● **EXTRACTED RECORDS**

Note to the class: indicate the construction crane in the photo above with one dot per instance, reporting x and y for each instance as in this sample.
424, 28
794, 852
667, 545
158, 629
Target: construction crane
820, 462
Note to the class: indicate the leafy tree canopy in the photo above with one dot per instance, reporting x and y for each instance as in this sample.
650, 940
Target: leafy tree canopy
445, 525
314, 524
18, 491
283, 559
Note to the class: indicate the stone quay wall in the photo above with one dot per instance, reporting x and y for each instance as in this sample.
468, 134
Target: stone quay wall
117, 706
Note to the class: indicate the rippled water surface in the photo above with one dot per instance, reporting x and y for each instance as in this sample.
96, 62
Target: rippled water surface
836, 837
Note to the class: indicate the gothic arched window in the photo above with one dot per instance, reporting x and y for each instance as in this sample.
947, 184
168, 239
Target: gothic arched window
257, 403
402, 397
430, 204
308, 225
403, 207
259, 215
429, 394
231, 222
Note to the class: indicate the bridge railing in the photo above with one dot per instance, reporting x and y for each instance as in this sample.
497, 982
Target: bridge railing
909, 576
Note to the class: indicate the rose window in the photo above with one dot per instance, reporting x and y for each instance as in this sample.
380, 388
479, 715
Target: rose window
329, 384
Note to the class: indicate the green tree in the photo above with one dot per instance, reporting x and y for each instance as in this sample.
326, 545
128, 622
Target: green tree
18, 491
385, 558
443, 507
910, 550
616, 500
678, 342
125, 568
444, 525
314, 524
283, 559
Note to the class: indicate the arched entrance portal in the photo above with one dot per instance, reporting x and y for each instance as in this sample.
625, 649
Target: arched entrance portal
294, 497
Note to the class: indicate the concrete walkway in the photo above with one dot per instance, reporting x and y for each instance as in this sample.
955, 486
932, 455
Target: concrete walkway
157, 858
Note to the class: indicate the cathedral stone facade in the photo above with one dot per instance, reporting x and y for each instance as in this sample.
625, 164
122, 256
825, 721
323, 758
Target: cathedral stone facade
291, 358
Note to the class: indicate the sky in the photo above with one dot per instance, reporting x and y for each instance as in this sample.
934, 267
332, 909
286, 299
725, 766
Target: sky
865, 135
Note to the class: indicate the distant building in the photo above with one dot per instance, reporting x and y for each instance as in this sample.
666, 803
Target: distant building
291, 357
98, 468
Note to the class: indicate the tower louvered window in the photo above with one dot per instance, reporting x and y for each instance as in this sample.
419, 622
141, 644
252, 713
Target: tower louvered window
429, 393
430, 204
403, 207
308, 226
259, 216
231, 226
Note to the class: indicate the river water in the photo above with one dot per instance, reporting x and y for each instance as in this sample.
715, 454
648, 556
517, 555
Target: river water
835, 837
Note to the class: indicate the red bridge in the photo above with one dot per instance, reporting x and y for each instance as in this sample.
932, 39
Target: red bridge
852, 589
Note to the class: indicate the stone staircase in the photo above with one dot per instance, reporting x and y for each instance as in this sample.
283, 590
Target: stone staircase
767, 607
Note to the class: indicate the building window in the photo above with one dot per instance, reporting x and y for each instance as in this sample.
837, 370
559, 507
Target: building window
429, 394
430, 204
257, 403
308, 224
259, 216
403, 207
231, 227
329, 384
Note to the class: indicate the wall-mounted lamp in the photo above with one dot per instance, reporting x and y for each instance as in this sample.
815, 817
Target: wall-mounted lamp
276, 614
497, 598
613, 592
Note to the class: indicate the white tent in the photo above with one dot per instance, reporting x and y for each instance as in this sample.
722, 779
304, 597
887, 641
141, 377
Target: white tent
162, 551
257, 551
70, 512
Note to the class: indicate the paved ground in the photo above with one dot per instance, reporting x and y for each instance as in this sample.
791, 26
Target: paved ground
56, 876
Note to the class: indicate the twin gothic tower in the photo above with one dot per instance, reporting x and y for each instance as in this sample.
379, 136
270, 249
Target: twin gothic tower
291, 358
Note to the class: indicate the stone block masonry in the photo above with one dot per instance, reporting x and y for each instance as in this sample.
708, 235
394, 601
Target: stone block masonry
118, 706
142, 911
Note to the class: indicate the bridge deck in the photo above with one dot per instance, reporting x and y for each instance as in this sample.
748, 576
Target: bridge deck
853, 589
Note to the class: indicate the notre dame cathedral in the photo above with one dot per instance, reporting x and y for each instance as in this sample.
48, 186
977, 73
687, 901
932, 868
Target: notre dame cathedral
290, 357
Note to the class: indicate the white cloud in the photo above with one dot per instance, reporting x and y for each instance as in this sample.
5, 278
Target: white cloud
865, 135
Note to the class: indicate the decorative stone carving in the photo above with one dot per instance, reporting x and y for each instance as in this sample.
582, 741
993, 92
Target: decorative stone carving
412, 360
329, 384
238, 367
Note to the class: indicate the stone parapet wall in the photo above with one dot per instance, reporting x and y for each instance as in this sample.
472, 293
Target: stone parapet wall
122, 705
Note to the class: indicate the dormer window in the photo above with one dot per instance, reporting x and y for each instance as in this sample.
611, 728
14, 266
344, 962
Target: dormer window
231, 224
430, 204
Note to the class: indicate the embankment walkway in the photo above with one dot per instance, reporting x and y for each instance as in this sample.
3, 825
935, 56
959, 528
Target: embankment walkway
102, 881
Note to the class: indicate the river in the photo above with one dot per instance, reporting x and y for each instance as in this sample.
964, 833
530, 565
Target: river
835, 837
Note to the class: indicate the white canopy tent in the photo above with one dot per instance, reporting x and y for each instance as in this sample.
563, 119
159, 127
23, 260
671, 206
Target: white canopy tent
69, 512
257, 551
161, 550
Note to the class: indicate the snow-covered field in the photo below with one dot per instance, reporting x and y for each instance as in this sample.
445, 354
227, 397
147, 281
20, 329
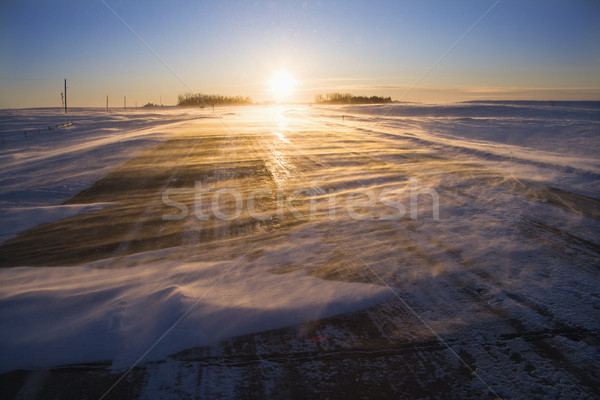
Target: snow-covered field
455, 245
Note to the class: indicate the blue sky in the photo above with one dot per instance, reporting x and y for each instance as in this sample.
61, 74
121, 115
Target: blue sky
520, 50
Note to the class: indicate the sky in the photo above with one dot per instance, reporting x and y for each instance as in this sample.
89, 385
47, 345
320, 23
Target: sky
428, 51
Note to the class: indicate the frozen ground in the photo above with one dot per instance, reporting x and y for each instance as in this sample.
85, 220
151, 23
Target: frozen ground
418, 251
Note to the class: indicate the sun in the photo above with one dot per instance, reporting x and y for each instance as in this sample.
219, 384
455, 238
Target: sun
282, 85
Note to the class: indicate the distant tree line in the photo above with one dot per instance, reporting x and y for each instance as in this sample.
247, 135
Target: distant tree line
347, 98
199, 99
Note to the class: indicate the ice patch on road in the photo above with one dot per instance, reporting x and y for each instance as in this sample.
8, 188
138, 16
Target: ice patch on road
19, 219
62, 315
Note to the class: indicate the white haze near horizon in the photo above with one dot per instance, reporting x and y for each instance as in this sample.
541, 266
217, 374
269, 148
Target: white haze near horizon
90, 312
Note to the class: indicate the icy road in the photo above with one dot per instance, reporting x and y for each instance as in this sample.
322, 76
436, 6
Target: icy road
302, 252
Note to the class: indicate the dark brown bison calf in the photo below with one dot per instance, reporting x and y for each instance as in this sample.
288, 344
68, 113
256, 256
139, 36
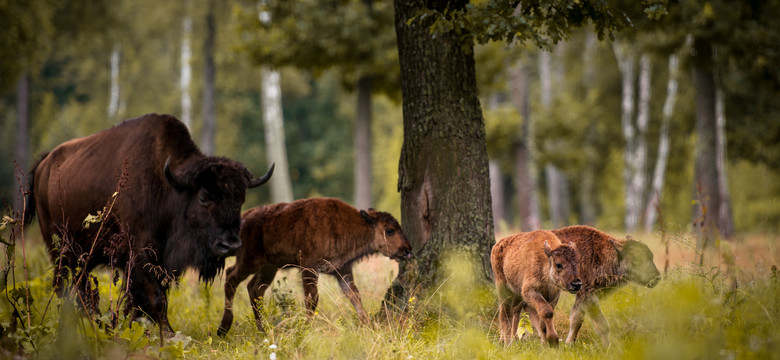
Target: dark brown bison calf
319, 235
530, 271
605, 264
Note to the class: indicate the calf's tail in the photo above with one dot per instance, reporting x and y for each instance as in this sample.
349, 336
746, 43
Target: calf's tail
29, 209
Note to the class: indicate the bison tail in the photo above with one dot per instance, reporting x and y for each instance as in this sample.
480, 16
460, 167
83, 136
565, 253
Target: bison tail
29, 197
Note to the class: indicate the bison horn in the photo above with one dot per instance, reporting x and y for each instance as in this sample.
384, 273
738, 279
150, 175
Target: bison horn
177, 184
263, 179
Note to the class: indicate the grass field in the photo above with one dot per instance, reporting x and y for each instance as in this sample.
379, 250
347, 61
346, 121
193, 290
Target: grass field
726, 305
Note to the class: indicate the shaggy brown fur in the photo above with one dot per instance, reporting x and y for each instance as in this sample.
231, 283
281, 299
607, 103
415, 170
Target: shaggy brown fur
175, 209
605, 264
530, 271
319, 235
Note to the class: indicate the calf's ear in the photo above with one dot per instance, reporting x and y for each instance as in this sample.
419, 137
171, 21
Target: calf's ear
547, 249
367, 217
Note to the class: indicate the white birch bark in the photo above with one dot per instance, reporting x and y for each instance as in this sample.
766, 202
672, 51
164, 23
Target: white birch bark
113, 100
659, 172
627, 64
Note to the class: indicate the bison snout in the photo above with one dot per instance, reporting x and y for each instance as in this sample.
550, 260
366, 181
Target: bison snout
227, 246
575, 286
654, 282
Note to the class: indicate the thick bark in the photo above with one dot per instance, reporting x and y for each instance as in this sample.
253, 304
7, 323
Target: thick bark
443, 170
113, 101
209, 85
275, 143
659, 173
528, 204
186, 69
363, 171
706, 188
21, 155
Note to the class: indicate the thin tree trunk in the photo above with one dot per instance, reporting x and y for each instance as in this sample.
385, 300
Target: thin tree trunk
639, 176
363, 170
528, 203
275, 143
706, 208
186, 68
443, 171
497, 195
113, 101
725, 218
557, 183
659, 173
209, 84
627, 64
588, 174
21, 155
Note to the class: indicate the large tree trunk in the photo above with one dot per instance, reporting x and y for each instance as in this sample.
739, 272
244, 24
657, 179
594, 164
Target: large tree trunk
525, 174
707, 192
113, 100
363, 172
209, 85
21, 155
186, 67
659, 173
275, 143
443, 171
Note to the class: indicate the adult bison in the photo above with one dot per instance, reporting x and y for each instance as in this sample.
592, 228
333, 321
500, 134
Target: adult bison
319, 235
175, 208
605, 264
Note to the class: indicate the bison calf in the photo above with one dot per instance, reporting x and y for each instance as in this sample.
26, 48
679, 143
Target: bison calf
319, 235
530, 271
605, 264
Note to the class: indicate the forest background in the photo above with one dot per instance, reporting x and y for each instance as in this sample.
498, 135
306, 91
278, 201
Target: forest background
72, 68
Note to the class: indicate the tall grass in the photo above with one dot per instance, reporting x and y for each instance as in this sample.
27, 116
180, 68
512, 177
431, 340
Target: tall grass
697, 311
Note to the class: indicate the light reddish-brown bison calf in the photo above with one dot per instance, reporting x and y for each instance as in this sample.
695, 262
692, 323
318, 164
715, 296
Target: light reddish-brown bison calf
319, 235
605, 264
530, 271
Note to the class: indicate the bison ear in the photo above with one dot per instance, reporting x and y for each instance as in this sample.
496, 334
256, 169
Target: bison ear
615, 245
176, 183
547, 249
367, 217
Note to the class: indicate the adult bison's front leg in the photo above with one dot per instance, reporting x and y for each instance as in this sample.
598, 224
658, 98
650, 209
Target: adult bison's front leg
148, 297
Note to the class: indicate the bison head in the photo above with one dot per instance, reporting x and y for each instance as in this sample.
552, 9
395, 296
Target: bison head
637, 259
215, 189
563, 266
389, 238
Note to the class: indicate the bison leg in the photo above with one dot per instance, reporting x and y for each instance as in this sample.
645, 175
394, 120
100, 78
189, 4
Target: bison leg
233, 277
148, 298
256, 288
310, 293
347, 284
544, 313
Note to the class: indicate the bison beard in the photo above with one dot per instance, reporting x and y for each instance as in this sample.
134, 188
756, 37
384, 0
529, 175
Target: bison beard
176, 209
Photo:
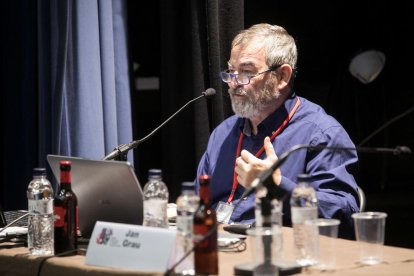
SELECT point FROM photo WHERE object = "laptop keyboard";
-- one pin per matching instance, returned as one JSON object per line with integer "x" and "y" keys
{"x": 12, "y": 215}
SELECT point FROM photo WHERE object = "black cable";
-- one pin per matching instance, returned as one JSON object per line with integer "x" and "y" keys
{"x": 393, "y": 120}
{"x": 66, "y": 253}
{"x": 14, "y": 221}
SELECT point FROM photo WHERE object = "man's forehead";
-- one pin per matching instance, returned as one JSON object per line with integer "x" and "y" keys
{"x": 248, "y": 56}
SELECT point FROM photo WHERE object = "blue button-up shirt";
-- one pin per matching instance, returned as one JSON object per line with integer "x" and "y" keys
{"x": 331, "y": 171}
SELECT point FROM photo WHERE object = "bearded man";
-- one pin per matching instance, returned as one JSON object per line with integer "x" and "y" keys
{"x": 269, "y": 120}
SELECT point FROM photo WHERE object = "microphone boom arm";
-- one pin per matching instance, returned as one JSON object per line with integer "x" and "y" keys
{"x": 120, "y": 152}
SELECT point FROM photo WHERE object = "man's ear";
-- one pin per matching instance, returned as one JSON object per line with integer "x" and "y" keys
{"x": 285, "y": 74}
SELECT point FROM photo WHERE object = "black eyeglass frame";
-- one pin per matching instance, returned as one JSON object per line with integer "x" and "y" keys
{"x": 225, "y": 75}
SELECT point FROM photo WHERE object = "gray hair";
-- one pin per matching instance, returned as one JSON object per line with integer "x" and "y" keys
{"x": 278, "y": 45}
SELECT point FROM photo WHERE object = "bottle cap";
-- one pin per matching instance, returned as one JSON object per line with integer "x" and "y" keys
{"x": 154, "y": 172}
{"x": 187, "y": 186}
{"x": 39, "y": 171}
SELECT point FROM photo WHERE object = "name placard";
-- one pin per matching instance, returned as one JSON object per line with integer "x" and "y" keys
{"x": 130, "y": 246}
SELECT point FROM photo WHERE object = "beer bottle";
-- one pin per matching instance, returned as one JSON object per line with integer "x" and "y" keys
{"x": 205, "y": 232}
{"x": 66, "y": 212}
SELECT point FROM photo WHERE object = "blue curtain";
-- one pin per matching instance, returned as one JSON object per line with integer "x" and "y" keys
{"x": 83, "y": 77}
{"x": 65, "y": 86}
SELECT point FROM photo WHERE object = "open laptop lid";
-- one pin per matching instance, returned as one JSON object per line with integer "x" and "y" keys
{"x": 106, "y": 191}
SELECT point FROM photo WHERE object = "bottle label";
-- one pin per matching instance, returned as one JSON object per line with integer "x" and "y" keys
{"x": 301, "y": 214}
{"x": 155, "y": 208}
{"x": 41, "y": 207}
{"x": 60, "y": 213}
{"x": 185, "y": 224}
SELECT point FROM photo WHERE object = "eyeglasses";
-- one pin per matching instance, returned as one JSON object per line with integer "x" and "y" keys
{"x": 243, "y": 79}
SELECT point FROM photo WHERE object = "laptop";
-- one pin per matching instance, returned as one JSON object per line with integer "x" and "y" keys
{"x": 107, "y": 190}
{"x": 14, "y": 223}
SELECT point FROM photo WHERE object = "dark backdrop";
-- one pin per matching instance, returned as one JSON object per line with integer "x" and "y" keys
{"x": 328, "y": 35}
{"x": 186, "y": 43}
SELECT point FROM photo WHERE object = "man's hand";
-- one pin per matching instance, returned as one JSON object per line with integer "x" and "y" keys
{"x": 249, "y": 166}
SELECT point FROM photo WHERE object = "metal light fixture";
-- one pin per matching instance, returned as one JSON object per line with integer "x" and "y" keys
{"x": 367, "y": 65}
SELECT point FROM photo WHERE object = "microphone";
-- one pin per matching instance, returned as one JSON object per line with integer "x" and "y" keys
{"x": 265, "y": 177}
{"x": 119, "y": 153}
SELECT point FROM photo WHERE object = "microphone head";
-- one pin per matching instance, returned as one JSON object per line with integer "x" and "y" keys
{"x": 210, "y": 92}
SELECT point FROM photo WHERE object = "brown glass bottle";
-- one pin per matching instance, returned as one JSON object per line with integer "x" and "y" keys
{"x": 66, "y": 212}
{"x": 205, "y": 223}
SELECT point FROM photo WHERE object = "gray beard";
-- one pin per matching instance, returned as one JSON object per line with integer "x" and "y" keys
{"x": 253, "y": 105}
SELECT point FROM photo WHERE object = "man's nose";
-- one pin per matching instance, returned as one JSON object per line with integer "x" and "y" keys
{"x": 233, "y": 83}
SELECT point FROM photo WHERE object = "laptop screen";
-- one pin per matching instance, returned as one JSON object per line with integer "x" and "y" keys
{"x": 107, "y": 190}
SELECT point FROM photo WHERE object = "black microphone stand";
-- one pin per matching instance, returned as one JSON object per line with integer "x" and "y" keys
{"x": 120, "y": 152}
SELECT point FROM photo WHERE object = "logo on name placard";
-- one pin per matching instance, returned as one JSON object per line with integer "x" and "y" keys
{"x": 104, "y": 236}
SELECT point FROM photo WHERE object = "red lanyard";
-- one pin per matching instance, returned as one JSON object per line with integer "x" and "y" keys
{"x": 281, "y": 127}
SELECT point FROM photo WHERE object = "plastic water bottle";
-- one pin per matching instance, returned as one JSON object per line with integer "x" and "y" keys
{"x": 304, "y": 207}
{"x": 187, "y": 204}
{"x": 155, "y": 200}
{"x": 40, "y": 233}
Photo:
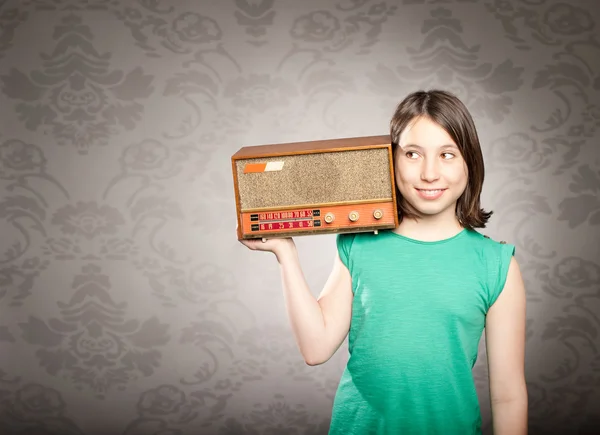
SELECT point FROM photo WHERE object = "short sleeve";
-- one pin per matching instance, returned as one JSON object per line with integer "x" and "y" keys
{"x": 344, "y": 244}
{"x": 498, "y": 269}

● **WHAT NEEDS TO BE DONE**
Every line of the material that includes the word "bottle" needs to be copied.

● **FINAL ANSWER**
SELECT point FROM photo WHERE object = "bottle cap";
SELECT point FROM photo WHERE object = "beer bottle";
SELECT point FROM photo WHERE object = "bottle label";
SELECT point FROM photo WHERE object = "brown glass bottle";
SELECT point FROM photo WHERE object = "plastic water bottle";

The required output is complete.